Brief: Apart from the pictures, every line below is to be set down exactly.

The data:
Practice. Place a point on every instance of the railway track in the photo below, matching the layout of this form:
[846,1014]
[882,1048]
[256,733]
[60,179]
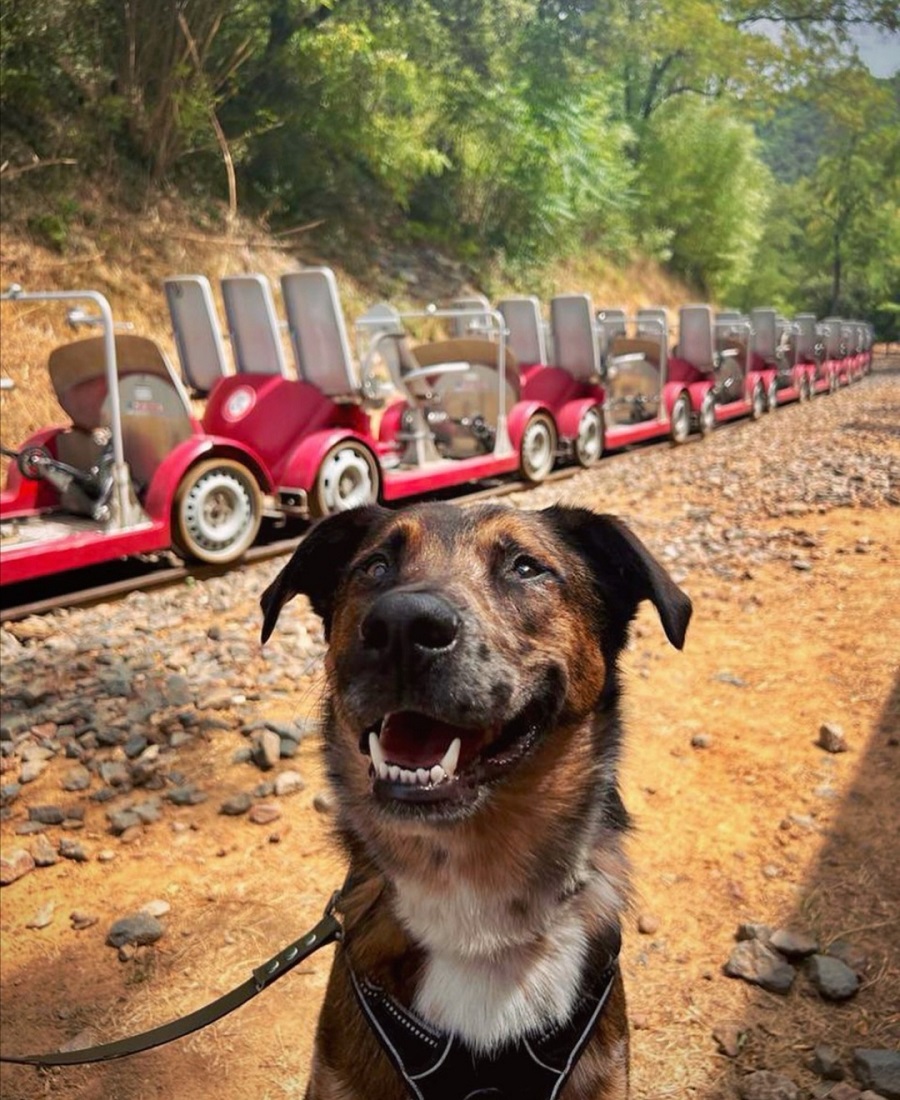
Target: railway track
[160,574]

Exercise answer:
Practice. Place a point on every instance of the railway track in the photo below, matching the layout of this form:
[846,1014]
[882,1048]
[256,733]
[60,179]
Target: railway track
[160,574]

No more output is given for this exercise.